**Text shown:**
-----

The Group leases warehouses, offices, and store space to third-parties. The arrangements are in the nature of operating lease which is neither a sales-type nor direct-financing lease. As such, the underlying assets remain in the Group’s consolidated balance sheets at their carrying value and continue to depreciate the assets based on the estimated useful life. Rental revenues should be recognized on a straight-line basis (or another systematic basis if that basis is more representative of the pattern in which income is earned from the underlying assets over the term of the respective lease). The Group records an unbilled rent receivable, which is the amount by which straight-line rental revenues exceed rents currently billed in accordance with the lease.
ll. Comprehensive income/(loss)
Comprehensive income/(loss) is defined as the changes in equity of the Group during a period from transactions and other events and circumstances excluding transactions resulting from investments from shareholders and distributions to shareholders. Comprehensive income/(loss) for the periods presented primarily includes net income and foreign currency translation adjustments.
mm. Net income per share
Basic net income per share is computed by dividing net income attributable to ordinary shareholders by the weighted average number of ordinary shares outstanding during the period. For the calculation of diluted net income per share, the weighted average number of ordinary shares is adjusted by the effect of dilutive potential ordinary shares, including unvested RSUs and ordinary shares issuable upon the exercise of outstanding share options using the treasury stock method, and dilution impact of convertible senior notes using the if-converted method. Additionally, the Company takes into account the effect of dilutive shares of entities in which the Company holds equity interests. The dilutive impacts from equity interests mainly include equity investments accounted for using the equity method and the consolidated subsidiaries. The effect mentioned above is not included in the calculation of the diluted income per share when inclusion of such effect would be anti-dilutive.

-----

**Information shown:**
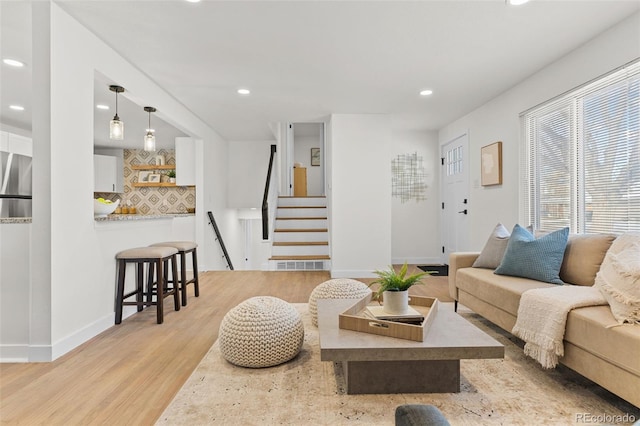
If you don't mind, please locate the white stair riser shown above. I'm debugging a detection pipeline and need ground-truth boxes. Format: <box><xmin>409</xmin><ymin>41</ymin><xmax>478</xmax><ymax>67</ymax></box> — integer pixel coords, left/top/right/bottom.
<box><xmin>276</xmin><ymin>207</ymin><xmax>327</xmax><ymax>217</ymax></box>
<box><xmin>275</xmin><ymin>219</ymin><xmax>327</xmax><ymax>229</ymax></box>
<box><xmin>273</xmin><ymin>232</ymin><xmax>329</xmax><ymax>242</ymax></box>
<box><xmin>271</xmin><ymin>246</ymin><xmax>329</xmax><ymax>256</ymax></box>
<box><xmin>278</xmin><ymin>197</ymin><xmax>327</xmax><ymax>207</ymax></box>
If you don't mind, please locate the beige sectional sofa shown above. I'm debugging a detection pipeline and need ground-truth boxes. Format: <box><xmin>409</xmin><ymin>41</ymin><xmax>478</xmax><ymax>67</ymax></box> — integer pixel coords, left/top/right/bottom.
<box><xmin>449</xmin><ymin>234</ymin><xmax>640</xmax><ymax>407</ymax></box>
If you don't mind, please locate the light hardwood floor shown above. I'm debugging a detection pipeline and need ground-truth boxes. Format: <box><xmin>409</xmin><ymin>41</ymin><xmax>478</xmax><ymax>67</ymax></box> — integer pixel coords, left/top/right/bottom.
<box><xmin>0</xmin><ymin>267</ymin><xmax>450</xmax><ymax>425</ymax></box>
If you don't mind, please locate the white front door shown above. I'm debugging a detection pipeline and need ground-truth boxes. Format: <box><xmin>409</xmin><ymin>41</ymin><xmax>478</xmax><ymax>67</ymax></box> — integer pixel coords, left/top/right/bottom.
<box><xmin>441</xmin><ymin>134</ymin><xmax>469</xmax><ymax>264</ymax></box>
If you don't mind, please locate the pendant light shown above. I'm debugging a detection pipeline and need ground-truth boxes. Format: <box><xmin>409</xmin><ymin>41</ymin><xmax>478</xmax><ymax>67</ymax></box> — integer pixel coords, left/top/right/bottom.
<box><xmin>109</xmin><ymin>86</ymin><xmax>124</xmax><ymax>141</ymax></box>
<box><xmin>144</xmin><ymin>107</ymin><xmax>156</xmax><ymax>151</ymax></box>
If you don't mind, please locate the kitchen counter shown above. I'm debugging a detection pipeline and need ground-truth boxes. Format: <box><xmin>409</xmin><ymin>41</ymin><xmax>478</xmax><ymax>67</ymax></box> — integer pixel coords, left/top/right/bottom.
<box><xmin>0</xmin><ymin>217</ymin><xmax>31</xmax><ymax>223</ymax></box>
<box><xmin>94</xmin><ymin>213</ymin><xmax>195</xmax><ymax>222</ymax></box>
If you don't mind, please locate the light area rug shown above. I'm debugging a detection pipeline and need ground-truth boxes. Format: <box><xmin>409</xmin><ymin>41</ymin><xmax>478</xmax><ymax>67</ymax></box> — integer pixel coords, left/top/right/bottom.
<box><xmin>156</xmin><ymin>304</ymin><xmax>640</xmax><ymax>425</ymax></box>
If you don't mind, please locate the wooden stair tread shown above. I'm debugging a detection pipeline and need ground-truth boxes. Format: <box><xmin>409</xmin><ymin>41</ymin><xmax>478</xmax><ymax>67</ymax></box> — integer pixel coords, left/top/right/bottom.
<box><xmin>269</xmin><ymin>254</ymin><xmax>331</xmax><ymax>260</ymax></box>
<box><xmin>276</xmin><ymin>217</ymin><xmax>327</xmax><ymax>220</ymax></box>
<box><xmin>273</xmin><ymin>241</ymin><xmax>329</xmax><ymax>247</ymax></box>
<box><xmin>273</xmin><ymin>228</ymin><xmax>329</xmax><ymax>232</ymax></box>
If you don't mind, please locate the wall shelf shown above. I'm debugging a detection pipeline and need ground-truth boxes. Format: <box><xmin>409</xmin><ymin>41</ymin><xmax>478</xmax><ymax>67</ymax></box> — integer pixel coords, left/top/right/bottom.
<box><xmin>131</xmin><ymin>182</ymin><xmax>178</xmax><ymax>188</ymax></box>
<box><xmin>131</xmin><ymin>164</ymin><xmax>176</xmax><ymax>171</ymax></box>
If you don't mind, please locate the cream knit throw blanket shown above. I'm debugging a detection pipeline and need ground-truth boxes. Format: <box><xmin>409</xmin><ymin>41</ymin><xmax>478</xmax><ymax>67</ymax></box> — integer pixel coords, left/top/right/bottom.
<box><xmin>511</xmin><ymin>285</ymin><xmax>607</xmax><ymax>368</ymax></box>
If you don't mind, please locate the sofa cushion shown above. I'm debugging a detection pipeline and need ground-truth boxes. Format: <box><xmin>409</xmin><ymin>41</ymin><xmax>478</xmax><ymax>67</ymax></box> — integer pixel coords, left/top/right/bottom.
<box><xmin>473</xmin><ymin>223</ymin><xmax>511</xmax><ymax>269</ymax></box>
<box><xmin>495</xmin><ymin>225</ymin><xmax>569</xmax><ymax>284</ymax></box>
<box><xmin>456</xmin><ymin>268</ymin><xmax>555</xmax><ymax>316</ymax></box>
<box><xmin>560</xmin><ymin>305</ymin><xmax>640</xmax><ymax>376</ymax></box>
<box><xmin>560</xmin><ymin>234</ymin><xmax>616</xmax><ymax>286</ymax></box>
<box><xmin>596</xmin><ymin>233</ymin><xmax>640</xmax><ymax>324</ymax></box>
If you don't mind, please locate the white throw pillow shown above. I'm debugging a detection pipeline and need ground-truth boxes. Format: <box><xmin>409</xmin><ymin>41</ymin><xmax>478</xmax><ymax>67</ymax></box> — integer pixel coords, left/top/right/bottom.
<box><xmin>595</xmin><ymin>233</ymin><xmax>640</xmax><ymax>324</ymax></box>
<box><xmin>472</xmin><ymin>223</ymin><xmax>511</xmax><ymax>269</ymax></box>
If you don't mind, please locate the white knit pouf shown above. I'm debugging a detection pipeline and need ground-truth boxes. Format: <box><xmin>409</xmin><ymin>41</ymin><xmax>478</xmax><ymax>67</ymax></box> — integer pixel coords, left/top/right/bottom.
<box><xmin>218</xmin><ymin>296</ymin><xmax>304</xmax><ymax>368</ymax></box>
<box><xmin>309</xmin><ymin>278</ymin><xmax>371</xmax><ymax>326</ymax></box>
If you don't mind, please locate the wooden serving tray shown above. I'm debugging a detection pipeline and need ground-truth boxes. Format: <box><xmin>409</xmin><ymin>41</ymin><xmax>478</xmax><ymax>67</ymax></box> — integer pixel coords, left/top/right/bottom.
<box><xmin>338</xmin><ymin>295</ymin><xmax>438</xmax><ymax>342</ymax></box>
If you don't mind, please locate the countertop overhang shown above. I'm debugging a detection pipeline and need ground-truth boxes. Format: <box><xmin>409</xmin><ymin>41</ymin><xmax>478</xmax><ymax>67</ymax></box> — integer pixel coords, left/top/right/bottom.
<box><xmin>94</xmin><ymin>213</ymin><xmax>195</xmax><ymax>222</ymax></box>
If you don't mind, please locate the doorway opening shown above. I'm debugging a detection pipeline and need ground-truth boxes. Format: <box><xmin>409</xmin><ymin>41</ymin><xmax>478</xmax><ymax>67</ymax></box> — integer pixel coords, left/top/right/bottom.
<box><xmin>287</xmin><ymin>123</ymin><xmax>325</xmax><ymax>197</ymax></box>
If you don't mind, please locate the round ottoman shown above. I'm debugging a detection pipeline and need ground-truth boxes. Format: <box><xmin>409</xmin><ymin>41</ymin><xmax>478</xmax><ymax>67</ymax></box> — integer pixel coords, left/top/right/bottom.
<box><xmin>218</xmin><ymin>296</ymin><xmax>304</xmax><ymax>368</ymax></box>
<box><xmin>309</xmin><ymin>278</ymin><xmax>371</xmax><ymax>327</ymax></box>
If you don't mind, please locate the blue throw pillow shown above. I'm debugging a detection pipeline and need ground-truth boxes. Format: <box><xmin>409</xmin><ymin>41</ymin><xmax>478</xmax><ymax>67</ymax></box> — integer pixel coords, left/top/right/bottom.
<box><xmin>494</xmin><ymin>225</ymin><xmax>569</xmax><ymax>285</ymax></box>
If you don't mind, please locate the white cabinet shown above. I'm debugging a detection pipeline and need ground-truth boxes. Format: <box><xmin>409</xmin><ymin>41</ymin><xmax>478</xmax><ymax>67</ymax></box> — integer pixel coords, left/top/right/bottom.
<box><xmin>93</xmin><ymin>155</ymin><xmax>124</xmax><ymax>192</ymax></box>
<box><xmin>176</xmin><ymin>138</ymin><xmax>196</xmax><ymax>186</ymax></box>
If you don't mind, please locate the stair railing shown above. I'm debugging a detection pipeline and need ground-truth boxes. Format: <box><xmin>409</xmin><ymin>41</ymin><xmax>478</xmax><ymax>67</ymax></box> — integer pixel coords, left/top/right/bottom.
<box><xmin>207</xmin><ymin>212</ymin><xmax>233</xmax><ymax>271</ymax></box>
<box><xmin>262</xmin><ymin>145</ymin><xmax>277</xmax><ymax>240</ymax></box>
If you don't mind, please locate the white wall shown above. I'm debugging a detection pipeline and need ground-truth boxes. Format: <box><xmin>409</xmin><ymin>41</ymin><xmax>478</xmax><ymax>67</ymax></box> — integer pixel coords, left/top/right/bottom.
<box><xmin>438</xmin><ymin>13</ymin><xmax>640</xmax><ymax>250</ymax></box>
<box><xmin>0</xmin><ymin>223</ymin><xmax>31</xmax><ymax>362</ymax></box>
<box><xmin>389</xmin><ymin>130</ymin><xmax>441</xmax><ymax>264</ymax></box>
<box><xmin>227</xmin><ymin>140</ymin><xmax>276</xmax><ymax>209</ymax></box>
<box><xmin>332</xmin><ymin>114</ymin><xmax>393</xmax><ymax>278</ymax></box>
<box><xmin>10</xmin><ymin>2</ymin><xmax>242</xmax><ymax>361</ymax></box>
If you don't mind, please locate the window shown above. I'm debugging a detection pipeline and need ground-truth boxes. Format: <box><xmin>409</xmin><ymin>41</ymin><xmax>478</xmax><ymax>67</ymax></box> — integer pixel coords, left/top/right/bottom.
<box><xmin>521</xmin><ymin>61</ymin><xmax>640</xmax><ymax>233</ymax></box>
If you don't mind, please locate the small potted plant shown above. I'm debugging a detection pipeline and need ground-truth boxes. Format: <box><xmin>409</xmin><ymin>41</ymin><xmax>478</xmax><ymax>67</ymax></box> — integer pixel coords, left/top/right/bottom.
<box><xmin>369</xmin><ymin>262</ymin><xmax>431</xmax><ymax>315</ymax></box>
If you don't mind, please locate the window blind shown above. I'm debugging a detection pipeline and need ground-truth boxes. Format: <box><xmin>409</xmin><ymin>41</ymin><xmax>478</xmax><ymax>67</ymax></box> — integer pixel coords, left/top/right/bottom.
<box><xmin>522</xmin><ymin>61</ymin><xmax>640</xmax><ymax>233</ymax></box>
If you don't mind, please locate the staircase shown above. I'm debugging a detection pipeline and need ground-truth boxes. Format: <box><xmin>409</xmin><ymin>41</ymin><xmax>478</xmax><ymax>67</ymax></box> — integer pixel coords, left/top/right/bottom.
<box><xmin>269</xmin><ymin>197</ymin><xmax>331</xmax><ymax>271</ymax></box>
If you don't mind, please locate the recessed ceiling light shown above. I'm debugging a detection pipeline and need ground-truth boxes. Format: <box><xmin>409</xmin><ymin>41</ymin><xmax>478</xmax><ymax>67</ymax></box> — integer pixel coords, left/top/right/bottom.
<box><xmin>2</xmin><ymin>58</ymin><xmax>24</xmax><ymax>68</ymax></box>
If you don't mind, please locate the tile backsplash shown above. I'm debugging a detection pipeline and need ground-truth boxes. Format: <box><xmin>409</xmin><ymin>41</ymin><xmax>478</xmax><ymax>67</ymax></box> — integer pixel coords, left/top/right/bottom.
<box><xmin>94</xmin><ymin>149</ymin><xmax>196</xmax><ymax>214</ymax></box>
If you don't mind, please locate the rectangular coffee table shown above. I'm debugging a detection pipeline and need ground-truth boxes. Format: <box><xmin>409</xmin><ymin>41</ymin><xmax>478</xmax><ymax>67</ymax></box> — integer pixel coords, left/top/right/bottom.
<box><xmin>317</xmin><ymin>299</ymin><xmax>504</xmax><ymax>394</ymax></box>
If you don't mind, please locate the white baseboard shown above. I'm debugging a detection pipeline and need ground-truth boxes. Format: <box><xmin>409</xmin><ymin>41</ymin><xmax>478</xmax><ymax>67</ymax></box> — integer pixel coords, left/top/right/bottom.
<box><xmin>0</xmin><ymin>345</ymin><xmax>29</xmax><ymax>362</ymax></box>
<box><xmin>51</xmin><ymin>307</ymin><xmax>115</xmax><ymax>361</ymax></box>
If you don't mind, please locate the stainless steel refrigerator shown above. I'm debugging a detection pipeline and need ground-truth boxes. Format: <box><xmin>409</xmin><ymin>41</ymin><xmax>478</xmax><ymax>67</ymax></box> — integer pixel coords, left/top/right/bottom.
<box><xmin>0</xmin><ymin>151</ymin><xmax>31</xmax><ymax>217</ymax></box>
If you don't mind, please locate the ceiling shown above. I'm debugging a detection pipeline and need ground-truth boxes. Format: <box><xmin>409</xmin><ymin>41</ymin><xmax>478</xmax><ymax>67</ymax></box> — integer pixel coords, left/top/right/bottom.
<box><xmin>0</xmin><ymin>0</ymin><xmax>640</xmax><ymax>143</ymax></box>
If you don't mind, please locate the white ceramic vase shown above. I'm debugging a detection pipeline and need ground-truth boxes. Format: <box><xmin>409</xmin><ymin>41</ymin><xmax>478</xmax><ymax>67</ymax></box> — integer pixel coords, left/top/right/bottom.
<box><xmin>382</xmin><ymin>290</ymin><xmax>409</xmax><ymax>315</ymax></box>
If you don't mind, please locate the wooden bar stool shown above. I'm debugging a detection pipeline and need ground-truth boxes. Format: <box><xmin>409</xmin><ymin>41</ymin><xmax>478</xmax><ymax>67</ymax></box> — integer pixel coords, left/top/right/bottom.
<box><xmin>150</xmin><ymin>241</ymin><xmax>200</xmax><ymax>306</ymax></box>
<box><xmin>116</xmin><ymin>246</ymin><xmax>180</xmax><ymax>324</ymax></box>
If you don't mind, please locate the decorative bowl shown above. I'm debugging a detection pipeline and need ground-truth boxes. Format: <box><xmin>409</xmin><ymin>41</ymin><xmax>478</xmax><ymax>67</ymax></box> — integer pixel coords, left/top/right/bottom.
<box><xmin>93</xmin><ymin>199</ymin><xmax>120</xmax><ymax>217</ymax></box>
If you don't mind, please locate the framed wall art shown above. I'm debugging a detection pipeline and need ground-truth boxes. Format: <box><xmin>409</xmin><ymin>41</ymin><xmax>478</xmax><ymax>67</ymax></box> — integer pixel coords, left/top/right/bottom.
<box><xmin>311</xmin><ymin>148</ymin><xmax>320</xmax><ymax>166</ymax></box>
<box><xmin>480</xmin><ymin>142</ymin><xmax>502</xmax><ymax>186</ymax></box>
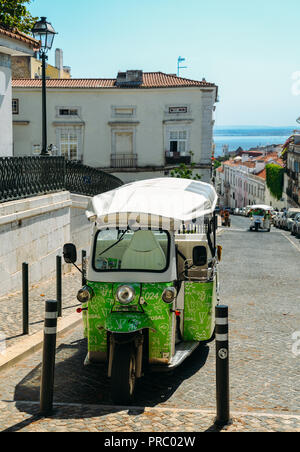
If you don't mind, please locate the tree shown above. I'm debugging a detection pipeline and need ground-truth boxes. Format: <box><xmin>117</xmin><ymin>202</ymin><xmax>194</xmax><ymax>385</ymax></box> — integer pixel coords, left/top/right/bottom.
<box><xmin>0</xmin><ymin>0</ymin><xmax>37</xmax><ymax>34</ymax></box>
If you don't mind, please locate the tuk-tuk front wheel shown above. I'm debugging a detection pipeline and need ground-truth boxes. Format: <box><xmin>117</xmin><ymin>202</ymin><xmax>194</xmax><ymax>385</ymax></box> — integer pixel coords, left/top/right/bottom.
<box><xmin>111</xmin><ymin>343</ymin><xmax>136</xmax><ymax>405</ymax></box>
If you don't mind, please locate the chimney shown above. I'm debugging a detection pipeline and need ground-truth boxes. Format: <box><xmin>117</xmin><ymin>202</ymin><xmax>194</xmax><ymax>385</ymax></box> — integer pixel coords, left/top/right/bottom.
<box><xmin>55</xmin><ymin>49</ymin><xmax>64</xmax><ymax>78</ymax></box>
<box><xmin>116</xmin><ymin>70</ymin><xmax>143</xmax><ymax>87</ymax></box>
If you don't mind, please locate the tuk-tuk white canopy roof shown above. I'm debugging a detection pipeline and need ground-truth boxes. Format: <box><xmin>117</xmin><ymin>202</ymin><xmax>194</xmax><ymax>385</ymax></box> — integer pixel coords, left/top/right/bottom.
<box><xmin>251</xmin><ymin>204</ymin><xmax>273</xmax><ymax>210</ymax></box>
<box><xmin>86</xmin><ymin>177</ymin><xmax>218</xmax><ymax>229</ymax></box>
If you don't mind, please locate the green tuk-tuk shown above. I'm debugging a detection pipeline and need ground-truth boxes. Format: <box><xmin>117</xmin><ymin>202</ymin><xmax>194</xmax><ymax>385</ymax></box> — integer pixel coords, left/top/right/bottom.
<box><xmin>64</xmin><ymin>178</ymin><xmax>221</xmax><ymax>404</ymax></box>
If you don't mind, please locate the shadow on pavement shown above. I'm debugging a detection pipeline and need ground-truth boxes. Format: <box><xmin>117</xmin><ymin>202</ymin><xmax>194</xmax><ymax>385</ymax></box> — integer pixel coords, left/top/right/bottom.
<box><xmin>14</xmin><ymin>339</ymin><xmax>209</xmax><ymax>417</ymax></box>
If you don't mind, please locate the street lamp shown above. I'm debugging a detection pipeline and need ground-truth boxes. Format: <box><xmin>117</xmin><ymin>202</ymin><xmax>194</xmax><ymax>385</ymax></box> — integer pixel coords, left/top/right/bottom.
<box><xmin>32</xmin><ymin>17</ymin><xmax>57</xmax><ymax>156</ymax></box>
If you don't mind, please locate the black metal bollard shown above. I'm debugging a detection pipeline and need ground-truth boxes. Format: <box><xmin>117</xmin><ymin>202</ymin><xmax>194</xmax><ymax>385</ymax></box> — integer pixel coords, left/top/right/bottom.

-----

**Requirements:** Rewrite the stretch of the accounting notes from "Comprehensive income/(loss) is" through "currency translation adjustments.", putting "stockholders" in place of "shareholders". The records have no connection to the accounting notes.

**Worked solution:**
Comprehensive income/(loss) is defined as the changes in equity of the Group during a period from transactions and other events and circumstances excluding transactions resulting from investments from stockholders and distributions to stockholders. Comprehensive income/(loss) for the periods presented primarily includes net income and foreign currency translation adjustments.